◆ TASK GOAL
Return every line of the records that contains the word "foliage".

»»

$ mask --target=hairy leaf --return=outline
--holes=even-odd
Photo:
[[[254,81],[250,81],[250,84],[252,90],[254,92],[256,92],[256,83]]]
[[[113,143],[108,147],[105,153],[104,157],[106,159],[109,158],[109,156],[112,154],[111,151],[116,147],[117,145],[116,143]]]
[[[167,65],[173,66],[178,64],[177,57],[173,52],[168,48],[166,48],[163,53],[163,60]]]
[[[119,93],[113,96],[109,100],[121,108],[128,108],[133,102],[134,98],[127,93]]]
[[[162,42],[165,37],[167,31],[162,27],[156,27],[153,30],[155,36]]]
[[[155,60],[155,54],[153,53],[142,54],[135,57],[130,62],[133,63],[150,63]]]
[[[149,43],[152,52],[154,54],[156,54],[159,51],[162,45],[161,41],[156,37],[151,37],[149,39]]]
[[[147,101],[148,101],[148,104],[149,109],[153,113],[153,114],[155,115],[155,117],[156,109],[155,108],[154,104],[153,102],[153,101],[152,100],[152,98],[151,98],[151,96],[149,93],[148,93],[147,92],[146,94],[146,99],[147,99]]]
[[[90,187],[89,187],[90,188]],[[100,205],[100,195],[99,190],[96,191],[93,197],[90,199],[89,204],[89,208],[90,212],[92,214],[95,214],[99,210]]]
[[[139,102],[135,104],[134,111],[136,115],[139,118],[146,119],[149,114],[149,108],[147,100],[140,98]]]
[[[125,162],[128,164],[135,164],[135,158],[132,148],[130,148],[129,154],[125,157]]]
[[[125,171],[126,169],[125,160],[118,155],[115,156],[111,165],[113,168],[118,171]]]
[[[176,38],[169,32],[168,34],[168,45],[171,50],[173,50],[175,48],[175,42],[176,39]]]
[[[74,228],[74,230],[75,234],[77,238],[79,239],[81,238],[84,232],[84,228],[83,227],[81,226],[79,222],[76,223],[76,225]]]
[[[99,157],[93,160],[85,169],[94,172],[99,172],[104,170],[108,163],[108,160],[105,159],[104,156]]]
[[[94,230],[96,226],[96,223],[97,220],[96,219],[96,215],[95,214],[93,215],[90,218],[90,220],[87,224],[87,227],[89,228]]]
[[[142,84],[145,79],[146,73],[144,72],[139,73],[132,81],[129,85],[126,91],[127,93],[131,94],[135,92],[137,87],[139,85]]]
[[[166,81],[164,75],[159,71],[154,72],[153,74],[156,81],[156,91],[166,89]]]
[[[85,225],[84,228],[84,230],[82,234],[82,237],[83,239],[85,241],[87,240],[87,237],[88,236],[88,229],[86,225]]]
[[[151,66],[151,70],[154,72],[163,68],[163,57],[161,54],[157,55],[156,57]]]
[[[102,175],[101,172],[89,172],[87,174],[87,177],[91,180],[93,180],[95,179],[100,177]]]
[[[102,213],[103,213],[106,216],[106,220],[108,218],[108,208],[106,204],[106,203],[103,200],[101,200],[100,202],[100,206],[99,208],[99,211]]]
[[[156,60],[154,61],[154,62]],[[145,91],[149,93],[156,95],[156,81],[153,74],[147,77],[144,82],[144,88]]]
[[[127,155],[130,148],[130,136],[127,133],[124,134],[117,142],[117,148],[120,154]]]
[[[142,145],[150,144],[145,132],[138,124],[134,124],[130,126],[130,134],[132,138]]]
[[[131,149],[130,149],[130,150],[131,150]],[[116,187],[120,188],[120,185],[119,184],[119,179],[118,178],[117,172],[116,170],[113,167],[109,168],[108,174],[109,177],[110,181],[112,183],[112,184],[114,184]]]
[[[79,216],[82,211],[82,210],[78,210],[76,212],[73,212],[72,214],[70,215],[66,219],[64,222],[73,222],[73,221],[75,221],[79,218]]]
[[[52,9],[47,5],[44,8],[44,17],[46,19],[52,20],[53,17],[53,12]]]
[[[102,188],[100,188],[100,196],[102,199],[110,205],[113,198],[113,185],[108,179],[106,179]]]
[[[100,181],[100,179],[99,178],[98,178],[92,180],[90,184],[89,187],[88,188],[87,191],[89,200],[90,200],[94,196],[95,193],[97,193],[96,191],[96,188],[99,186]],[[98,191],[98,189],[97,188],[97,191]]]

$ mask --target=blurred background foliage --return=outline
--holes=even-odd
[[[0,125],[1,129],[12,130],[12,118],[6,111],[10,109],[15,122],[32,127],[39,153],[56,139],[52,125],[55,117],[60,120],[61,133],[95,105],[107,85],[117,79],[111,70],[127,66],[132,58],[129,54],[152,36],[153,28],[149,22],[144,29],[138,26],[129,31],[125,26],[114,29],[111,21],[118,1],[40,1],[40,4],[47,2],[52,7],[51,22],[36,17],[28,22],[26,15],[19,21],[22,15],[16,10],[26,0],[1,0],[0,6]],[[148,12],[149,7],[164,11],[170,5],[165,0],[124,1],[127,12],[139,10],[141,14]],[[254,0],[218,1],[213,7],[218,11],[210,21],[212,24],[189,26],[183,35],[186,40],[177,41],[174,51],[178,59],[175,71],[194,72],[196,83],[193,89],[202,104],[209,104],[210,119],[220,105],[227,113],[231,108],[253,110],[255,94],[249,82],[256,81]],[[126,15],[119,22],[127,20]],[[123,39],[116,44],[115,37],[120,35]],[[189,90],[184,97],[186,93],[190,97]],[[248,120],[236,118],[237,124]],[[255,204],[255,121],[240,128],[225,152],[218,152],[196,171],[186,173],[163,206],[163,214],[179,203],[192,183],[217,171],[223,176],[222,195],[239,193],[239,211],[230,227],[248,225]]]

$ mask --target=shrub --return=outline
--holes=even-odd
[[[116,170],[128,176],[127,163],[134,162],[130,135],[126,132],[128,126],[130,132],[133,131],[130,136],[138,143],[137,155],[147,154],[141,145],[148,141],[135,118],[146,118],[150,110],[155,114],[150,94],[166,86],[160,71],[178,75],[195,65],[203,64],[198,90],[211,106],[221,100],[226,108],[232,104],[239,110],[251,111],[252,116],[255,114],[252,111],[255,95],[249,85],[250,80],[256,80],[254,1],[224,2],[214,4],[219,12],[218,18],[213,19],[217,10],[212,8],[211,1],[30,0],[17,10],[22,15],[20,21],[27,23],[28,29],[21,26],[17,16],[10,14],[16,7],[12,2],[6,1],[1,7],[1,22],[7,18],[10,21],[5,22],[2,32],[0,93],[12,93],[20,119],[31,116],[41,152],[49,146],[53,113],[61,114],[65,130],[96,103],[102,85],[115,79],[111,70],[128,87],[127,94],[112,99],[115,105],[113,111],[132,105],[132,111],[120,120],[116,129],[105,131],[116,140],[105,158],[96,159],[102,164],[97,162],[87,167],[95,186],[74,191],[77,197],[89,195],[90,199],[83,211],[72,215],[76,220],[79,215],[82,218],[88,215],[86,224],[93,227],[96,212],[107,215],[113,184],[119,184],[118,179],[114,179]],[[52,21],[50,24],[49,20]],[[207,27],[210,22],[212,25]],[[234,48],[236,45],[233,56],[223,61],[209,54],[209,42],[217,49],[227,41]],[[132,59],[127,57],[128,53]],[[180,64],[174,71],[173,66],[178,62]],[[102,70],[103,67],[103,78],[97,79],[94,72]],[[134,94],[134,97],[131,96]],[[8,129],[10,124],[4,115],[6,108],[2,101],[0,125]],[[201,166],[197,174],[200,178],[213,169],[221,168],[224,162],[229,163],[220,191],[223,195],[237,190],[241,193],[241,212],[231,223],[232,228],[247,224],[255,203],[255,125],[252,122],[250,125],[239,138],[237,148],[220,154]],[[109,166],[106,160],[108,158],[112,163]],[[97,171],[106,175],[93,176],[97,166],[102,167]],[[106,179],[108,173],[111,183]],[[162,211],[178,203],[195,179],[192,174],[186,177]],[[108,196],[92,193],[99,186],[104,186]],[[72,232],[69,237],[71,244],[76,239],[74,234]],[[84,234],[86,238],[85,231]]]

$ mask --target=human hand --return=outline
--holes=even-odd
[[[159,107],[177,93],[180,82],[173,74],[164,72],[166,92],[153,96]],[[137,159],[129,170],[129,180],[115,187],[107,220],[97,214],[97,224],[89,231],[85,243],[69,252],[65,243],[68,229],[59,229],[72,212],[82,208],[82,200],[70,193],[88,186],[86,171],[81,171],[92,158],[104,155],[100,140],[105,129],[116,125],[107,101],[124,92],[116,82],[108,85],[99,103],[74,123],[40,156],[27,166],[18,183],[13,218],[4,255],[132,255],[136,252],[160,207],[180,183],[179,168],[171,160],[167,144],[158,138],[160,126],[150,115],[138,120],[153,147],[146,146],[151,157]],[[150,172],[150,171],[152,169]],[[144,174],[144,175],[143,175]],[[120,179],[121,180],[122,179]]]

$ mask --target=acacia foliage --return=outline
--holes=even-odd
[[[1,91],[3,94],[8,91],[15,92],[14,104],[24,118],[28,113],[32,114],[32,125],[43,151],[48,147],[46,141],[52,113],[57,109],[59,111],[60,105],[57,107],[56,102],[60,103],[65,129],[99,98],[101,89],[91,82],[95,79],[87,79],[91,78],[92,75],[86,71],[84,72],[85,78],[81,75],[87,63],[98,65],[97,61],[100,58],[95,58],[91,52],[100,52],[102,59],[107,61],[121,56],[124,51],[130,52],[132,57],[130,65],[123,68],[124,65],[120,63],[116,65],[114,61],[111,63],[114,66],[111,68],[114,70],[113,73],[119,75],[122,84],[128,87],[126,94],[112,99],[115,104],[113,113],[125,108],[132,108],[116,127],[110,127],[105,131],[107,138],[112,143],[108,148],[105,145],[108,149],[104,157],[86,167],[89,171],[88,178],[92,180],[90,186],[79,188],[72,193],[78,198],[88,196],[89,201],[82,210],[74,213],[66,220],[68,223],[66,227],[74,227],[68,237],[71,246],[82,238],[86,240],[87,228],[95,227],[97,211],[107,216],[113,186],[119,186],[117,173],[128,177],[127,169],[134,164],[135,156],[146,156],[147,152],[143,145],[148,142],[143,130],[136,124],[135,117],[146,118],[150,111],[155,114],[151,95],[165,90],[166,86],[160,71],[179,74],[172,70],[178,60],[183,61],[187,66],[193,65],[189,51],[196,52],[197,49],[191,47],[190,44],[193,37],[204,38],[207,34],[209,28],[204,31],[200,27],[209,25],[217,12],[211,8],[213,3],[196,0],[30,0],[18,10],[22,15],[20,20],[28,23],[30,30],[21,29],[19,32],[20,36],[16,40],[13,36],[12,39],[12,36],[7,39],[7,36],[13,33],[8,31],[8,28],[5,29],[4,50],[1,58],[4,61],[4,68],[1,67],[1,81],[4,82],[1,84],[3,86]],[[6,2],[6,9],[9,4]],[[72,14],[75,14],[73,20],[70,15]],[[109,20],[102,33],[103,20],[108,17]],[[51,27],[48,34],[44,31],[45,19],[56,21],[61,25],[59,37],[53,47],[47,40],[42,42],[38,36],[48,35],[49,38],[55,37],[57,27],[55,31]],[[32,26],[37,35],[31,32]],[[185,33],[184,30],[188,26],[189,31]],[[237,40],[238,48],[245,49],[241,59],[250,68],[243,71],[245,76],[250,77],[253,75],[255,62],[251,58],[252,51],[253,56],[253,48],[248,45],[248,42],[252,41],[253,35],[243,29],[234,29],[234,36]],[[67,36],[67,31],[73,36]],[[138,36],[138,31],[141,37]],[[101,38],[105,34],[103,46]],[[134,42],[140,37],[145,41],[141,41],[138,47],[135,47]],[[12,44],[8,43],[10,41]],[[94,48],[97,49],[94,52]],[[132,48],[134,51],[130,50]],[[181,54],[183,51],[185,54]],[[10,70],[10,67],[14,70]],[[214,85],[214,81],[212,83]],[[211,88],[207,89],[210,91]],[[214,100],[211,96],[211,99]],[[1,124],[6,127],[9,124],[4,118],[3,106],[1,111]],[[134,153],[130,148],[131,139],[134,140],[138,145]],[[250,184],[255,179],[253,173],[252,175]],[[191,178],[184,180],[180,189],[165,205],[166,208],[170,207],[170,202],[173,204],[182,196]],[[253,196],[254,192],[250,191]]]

««

◆ ANSWER TO THE TASK
$ mask --target=blurred background foliage --return=outline
$ mask --target=acacia foliage --return=outline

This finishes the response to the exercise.